### Entries from a collection:
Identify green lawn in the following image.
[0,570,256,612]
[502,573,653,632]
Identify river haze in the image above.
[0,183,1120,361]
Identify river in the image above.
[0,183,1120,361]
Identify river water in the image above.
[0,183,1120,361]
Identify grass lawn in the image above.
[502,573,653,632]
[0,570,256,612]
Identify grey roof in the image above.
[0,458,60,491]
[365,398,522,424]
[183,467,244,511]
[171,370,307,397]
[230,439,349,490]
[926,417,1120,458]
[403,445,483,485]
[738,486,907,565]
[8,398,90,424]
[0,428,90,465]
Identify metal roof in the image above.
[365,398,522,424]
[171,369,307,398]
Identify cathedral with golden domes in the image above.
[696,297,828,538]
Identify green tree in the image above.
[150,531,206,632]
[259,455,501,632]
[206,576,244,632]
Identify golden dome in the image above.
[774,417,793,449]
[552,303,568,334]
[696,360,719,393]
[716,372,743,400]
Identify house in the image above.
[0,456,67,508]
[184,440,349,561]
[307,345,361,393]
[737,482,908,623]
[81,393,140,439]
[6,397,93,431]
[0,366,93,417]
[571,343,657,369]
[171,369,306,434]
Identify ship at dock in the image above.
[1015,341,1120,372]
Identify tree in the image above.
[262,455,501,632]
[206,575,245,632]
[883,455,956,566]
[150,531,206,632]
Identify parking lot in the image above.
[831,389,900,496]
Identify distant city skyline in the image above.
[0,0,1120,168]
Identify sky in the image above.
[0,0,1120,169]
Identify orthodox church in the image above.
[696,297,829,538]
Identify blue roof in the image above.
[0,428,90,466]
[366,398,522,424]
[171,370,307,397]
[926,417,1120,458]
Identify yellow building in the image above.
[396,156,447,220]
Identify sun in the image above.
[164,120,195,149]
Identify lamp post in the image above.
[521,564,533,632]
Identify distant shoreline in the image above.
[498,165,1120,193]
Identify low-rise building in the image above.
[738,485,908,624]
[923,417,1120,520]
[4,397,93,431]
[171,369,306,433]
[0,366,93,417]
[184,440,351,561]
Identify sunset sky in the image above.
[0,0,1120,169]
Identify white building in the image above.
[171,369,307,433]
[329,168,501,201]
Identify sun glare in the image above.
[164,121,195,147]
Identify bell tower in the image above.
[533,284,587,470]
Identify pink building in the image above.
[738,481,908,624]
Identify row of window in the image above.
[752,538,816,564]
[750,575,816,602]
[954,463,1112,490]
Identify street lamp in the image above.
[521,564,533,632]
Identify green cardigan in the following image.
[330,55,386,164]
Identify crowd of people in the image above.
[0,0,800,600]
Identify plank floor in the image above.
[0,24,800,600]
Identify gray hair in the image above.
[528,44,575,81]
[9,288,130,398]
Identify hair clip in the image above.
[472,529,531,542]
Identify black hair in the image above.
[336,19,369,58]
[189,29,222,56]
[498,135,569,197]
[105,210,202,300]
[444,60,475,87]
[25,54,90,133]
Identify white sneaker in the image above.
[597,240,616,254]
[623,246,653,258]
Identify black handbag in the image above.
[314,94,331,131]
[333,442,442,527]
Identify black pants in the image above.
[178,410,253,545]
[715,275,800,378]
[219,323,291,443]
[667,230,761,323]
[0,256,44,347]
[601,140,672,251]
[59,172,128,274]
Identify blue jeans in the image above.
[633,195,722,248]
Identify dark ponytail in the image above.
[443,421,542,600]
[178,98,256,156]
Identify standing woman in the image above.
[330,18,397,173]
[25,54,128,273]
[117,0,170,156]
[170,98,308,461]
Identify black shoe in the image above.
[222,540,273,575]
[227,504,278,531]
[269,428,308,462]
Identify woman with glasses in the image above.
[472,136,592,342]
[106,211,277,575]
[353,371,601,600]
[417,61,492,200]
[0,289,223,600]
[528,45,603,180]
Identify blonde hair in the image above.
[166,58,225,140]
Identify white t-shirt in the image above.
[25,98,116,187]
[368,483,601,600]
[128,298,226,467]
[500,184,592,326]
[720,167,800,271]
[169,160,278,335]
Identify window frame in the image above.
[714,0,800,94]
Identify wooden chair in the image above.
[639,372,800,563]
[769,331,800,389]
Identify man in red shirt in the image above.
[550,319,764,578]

### Aim:
Write out these lines of data word for word.

### Reply to the exercise:
Identify green lawn in the following image.
[0,570,256,612]
[502,573,653,632]
Identify river haze in the image above.
[0,183,1120,361]
Identify river in the image above.
[0,183,1120,361]
Identify river water in the image above.
[0,183,1120,361]
Identify grass lawn in the image above.
[502,573,653,632]
[0,570,256,612]
Identify grey roof in the image above.
[0,458,60,491]
[365,398,522,424]
[183,467,244,511]
[171,370,307,397]
[230,439,349,490]
[926,417,1120,458]
[403,445,483,485]
[738,486,907,565]
[8,398,90,424]
[0,428,90,465]
Identify metal roof in the image above.
[365,398,522,424]
[171,369,307,398]
Identify cathedral with golden domes in the image above.
[696,297,828,538]
Identify green tree in the image above.
[150,531,206,632]
[259,455,501,632]
[206,576,244,632]
Identify golden dome in the image above.
[774,417,793,449]
[552,303,568,334]
[696,360,719,393]
[716,372,743,400]
Identify house in the image above.
[0,456,67,508]
[184,440,349,561]
[307,345,361,393]
[737,482,908,623]
[81,393,140,439]
[6,397,93,431]
[0,366,93,417]
[571,343,657,369]
[171,369,306,434]
Identify ship at dock in the image above.
[1015,341,1120,372]
Identify tree in the image above.
[262,455,501,632]
[206,575,245,632]
[883,455,956,566]
[150,531,206,632]
Identify parking lot in the image above.
[831,389,900,496]
Identify distant city skyline in the image above.
[0,0,1120,168]
Identify sky in the image above.
[0,0,1120,169]
Identify orthodox church in the image above.
[696,297,829,538]
Identify blue roof in the image above.
[0,428,90,466]
[366,398,522,424]
[171,370,307,397]
[926,417,1120,458]
Identify yellow building in the image above.
[396,156,447,220]
Identify sun in the image above.
[164,120,195,149]
Identify lamp post in the image above.
[521,564,533,632]
Identify distant shoreline in the image above.
[498,165,1120,193]
Identify low-rise building in the image above.
[738,485,908,624]
[923,417,1120,520]
[4,397,93,431]
[171,369,306,433]
[0,366,93,417]
[184,440,351,561]
Identify sunset sky in the image above.
[0,0,1120,169]
Identify white building in the image above.
[171,369,307,433]
[329,168,501,201]
Identify sun glare in the image above.
[164,121,195,147]
Identify bell tower in the image above.
[533,284,587,470]
Identify pink building in the image above.
[738,481,908,624]
Identify row of window in the image above.
[752,538,816,564]
[750,575,816,602]
[954,463,1112,490]
Identify street lamp in the image above.
[521,564,533,632]
Identify green cardigan in the following image.
[330,55,386,164]
Identify crowd of people in the image above.
[0,0,800,600]
Identify plank floor in the image above.
[0,24,800,600]
Identify gray hair in the image above.
[528,44,575,81]
[9,288,130,398]
Identify hair clip in the image above.
[472,529,531,542]
Identify black hair in the image above.
[336,19,369,58]
[189,29,222,56]
[498,135,569,197]
[105,210,202,300]
[444,60,475,87]
[25,54,90,133]
Identify white sneaker in the image above.
[597,240,616,254]
[623,246,653,258]
Identify black handbag in the image above.
[314,94,331,131]
[333,442,442,527]
Identify black pants in the image above.
[178,410,253,545]
[715,275,800,378]
[219,323,291,443]
[667,230,761,323]
[0,256,44,347]
[601,140,672,251]
[59,172,128,274]
Identify blue jeans in the image above.
[633,195,722,248]
Identify dark ponytail in the image above.
[443,421,542,600]
[178,98,256,156]
Identify standing woman in the image above.
[330,18,397,173]
[25,54,128,273]
[117,0,170,156]
[170,98,308,461]
Identify black shoe in the image above.
[222,540,273,575]
[227,504,278,531]
[269,428,308,462]
Identify woman with glasses in the image above.
[472,136,592,342]
[106,211,277,575]
[353,371,601,600]
[417,61,492,200]
[0,289,223,600]
[528,45,603,180]
Identify blonde hair in the image above.
[166,58,225,140]
Identify white t-shirt in the image above.
[25,98,116,187]
[368,483,601,600]
[128,298,226,467]
[500,184,592,326]
[720,167,800,271]
[169,160,278,335]
Identify window frame in the image above.
[714,0,800,94]
Identify wooden chair in the image above.
[639,372,800,563]
[769,331,800,389]
Identify man in red shirt in the image above.
[550,319,764,578]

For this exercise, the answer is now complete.